Polemon and Physiognomy

As you'll recall from your reading of Philostratus' Lives of the Sophists, Polemon of Laodicea (88-146 CE) was a distinguished orator, teacher of rhetoric, and all around bigwig from the age of the second sophistic. Among other things, he wrote what was a much admired and highly influential Physiognomy. Polemon's Greek does not survive, but translations, paraphrases and abridgments in Greek, Syriac, Arabic, and Latin do. What I've assigned is from a translation, dating perhaps to the 9th or 10th century CE, into Arabic; as mentioned, scholars believe it provides a rather good idea of Polemon's original text.

As for that original, it dates perhaps to around 130 CE (Elsner in Boys-Stones 2007, p. 208) and concerns how to read the body's external signs — eye color, facial features, etc. — as a way to know what otherwise would be invisible, or, at least, difficult to read without prolonged acquaintance and/or study, namely, someone's character: the emotions to which a given individual is prone, the behaviors that those emotions likely will prompt.

The word "physiognomy" derives from Greek phusiognōmonia, from phusis, "nature," "character," and gnōmōn, "one who knows, interprets." The Oxford English Dictionary defines physiognomy as "[t]he study of the features of the face, or of the form of the body generally, as being supposedly indicative of character; the art of judging character from such study." Polemon would likely tell us that it is the art and science of reading the soul through the body's signs.

▶ _Work instructions_: Rewrite the stretch of the Polemon passage from "Polemon and Physiognomy" through "Polemon's original text.", putting "speaker" in place of "orator".

▶ _Recorded information_:

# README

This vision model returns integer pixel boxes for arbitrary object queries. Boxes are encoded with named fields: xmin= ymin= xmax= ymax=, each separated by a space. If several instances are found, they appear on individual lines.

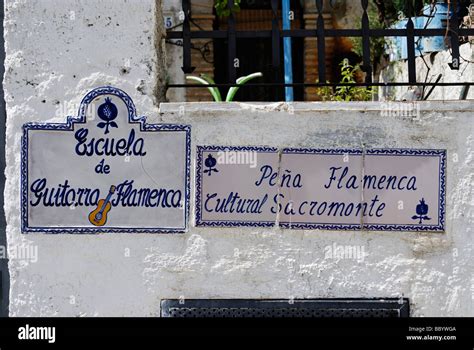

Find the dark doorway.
xmin=214 ymin=0 xmax=304 ymax=101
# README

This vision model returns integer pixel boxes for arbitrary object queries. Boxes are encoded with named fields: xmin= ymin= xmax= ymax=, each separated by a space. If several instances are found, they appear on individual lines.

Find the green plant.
xmin=186 ymin=72 xmax=263 ymax=102
xmin=317 ymin=59 xmax=375 ymax=102
xmin=214 ymin=0 xmax=241 ymax=17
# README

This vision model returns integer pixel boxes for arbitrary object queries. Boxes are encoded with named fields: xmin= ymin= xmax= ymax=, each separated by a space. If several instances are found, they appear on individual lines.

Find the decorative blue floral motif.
xmin=411 ymin=198 xmax=431 ymax=225
xmin=204 ymin=153 xmax=219 ymax=176
xmin=97 ymin=97 xmax=118 ymax=134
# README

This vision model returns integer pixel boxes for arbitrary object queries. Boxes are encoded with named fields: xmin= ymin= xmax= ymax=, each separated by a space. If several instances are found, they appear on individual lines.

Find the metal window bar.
xmin=160 ymin=298 xmax=410 ymax=318
xmin=167 ymin=0 xmax=474 ymax=88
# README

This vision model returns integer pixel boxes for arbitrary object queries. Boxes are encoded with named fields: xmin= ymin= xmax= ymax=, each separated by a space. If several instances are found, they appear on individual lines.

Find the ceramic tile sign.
xmin=196 ymin=146 xmax=446 ymax=231
xmin=21 ymin=87 xmax=190 ymax=233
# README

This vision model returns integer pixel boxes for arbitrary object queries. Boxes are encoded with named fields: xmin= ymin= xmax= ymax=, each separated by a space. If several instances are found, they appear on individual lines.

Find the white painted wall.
xmin=4 ymin=0 xmax=474 ymax=316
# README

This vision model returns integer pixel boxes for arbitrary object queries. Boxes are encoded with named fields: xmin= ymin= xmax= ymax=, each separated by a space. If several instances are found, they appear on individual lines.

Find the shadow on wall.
xmin=0 ymin=0 xmax=10 ymax=317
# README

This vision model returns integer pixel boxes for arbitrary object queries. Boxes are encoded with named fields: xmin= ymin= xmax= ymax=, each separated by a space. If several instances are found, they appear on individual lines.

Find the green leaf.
xmin=186 ymin=75 xmax=222 ymax=102
xmin=225 ymin=72 xmax=263 ymax=102
xmin=201 ymin=73 xmax=222 ymax=102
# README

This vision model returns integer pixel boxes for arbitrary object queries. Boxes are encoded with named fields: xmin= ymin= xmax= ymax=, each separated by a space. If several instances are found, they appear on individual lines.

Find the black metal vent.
xmin=161 ymin=298 xmax=409 ymax=318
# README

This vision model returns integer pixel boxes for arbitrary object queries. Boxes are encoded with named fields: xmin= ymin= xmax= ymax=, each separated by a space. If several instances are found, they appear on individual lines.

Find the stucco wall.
xmin=4 ymin=0 xmax=474 ymax=316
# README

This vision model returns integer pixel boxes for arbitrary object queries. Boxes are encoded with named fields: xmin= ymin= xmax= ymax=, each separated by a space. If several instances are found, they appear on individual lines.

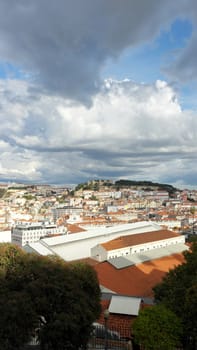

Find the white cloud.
xmin=0 ymin=76 xmax=197 ymax=183
xmin=0 ymin=0 xmax=190 ymax=104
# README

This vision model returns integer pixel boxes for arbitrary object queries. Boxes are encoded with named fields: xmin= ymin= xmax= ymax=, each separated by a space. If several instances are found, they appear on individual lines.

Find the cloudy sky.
xmin=0 ymin=0 xmax=197 ymax=188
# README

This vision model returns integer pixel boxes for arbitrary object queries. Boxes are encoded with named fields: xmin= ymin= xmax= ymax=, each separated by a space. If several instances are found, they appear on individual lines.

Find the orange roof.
xmin=101 ymin=230 xmax=180 ymax=250
xmin=67 ymin=224 xmax=86 ymax=233
xmin=94 ymin=254 xmax=184 ymax=297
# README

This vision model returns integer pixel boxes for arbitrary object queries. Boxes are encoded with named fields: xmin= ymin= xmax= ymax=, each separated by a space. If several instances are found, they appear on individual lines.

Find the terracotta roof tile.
xmin=94 ymin=254 xmax=184 ymax=297
xmin=101 ymin=230 xmax=180 ymax=250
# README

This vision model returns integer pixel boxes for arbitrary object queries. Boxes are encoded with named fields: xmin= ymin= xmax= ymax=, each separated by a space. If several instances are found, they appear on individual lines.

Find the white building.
xmin=51 ymin=205 xmax=83 ymax=222
xmin=11 ymin=222 xmax=66 ymax=246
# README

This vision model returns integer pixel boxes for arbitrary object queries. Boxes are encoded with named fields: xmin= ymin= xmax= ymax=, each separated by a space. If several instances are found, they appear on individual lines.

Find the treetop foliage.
xmin=154 ymin=242 xmax=197 ymax=349
xmin=0 ymin=244 xmax=100 ymax=350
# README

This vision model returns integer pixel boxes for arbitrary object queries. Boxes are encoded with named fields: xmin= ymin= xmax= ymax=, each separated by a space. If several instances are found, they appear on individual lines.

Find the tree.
xmin=133 ymin=305 xmax=182 ymax=350
xmin=154 ymin=242 xmax=197 ymax=349
xmin=0 ymin=245 xmax=100 ymax=350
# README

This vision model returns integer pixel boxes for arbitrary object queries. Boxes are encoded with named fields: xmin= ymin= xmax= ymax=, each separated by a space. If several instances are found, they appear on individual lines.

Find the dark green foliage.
xmin=154 ymin=242 xmax=197 ymax=349
xmin=0 ymin=245 xmax=100 ymax=350
xmin=133 ymin=305 xmax=182 ymax=350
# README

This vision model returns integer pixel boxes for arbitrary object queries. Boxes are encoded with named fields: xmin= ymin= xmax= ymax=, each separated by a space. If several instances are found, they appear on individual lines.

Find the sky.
xmin=0 ymin=0 xmax=197 ymax=189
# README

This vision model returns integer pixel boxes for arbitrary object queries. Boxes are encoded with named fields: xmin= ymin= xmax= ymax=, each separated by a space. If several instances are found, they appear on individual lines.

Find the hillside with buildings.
xmin=0 ymin=180 xmax=197 ymax=297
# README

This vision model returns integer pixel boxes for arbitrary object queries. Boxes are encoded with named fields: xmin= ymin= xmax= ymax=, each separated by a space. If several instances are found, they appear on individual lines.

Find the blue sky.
xmin=0 ymin=0 xmax=197 ymax=187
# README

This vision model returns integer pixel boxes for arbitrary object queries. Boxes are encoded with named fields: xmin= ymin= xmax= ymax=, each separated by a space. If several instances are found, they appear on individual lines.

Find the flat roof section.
xmin=109 ymin=295 xmax=141 ymax=316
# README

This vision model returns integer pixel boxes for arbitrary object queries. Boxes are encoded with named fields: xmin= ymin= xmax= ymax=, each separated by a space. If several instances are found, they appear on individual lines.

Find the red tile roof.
xmin=101 ymin=230 xmax=180 ymax=250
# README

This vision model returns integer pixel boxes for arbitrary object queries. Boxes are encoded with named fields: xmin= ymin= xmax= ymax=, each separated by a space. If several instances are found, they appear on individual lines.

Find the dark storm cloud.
xmin=0 ymin=0 xmax=184 ymax=103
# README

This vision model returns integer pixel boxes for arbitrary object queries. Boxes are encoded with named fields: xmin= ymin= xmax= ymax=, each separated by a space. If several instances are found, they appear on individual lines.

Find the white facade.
xmin=11 ymin=222 xmax=66 ymax=246
xmin=91 ymin=233 xmax=185 ymax=261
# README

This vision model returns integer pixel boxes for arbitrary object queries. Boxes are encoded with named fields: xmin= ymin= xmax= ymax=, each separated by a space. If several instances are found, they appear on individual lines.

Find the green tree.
xmin=0 ymin=245 xmax=100 ymax=350
xmin=154 ymin=242 xmax=197 ymax=349
xmin=133 ymin=305 xmax=182 ymax=350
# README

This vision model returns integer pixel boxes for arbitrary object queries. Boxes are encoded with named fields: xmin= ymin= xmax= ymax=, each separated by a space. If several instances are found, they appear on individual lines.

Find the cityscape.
xmin=0 ymin=0 xmax=197 ymax=350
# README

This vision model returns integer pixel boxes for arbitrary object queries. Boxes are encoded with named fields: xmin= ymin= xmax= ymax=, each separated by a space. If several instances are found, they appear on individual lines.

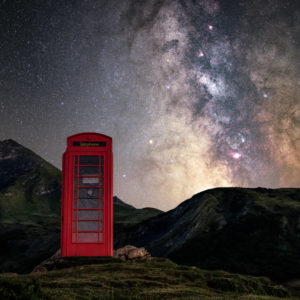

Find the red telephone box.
xmin=61 ymin=132 xmax=113 ymax=256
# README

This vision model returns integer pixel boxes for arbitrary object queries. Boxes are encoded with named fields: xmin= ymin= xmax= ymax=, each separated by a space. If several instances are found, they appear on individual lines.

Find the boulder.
xmin=114 ymin=245 xmax=152 ymax=261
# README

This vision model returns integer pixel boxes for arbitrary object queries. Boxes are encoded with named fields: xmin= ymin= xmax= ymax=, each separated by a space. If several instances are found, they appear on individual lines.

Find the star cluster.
xmin=0 ymin=0 xmax=300 ymax=210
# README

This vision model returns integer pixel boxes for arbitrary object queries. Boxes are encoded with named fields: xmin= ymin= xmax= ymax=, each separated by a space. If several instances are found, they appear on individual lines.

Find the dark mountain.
xmin=0 ymin=140 xmax=61 ymax=272
xmin=0 ymin=140 xmax=160 ymax=273
xmin=116 ymin=188 xmax=300 ymax=280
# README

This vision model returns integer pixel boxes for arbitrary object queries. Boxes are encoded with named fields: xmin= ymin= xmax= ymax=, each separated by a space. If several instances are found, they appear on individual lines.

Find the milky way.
xmin=0 ymin=0 xmax=300 ymax=209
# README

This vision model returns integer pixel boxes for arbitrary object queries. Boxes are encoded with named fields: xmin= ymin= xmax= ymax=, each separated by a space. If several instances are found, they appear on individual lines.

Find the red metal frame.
xmin=61 ymin=132 xmax=113 ymax=256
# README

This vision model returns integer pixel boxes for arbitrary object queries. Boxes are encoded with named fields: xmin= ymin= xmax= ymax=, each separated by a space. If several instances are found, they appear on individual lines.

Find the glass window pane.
xmin=78 ymin=232 xmax=98 ymax=243
xmin=78 ymin=210 xmax=99 ymax=220
xmin=79 ymin=177 xmax=99 ymax=186
xmin=78 ymin=199 xmax=99 ymax=208
xmin=79 ymin=155 xmax=99 ymax=165
xmin=79 ymin=188 xmax=99 ymax=198
xmin=79 ymin=167 xmax=102 ymax=176
xmin=78 ymin=221 xmax=99 ymax=231
xmin=73 ymin=233 xmax=76 ymax=243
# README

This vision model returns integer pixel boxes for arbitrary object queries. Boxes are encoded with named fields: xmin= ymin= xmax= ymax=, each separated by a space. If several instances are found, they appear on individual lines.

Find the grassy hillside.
xmin=118 ymin=188 xmax=300 ymax=280
xmin=0 ymin=259 xmax=296 ymax=300
xmin=0 ymin=140 xmax=61 ymax=272
xmin=0 ymin=140 xmax=160 ymax=273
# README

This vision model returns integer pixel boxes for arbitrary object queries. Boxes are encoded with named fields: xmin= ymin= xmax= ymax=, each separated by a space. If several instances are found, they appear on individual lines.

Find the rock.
xmin=114 ymin=245 xmax=152 ymax=261
xmin=32 ymin=249 xmax=63 ymax=273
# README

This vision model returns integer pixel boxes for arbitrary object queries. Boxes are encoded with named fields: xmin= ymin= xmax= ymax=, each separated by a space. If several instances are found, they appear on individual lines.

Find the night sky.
xmin=0 ymin=0 xmax=300 ymax=210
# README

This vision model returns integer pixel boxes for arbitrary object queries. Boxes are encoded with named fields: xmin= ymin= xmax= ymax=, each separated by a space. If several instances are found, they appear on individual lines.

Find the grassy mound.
xmin=0 ymin=259 xmax=292 ymax=300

▶ _Result of the task_:
Polemon and Physiognomy

As you'll recall from your reading of Philostratus' Lives of the Sophists, Polemon of Laodicea (88-146 CE) was a distinguished speaker, teacher of rhetoric, and all around bigwig from the age of the second sophistic. Among other things, he wrote what was a much admired and highly influential Physiognomy. Polemon's Greek does not survive, but translations, paraphrases and abridgments in Greek, Syriac, Arabic, and Latin do. What I've assigned is from a translation, dating perhaps to the 9th or 10th century CE, into Arabic; as mentioned, scholars believe it provides a rather good idea of Polemon's original text.